### EXTRACTED ENTRIES:
<<<<
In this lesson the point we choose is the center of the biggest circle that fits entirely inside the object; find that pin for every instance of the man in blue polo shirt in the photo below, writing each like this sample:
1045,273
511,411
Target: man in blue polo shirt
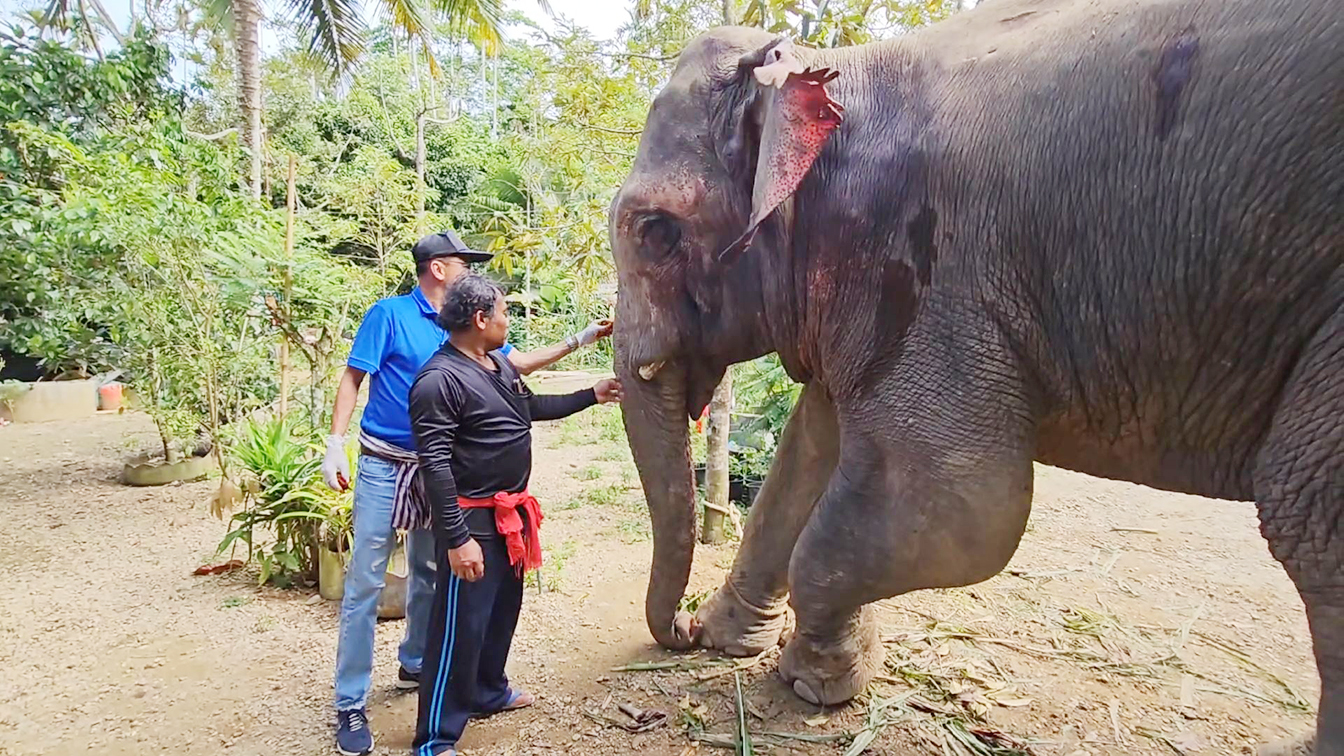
>>>>
<<<<
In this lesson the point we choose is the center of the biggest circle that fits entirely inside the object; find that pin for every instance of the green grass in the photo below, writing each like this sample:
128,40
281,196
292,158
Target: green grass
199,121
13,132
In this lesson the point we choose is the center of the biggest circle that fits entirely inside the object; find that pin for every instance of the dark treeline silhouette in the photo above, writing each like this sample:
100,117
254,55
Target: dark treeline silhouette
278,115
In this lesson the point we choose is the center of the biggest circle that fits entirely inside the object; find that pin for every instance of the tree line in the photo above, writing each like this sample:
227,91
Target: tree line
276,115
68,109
>>>>
### WHAT IS EXPECTED:
Within the data, how many lines hold the string "above"? Answer with the number and nothing more.

### EXERCISE SOLUTION:
2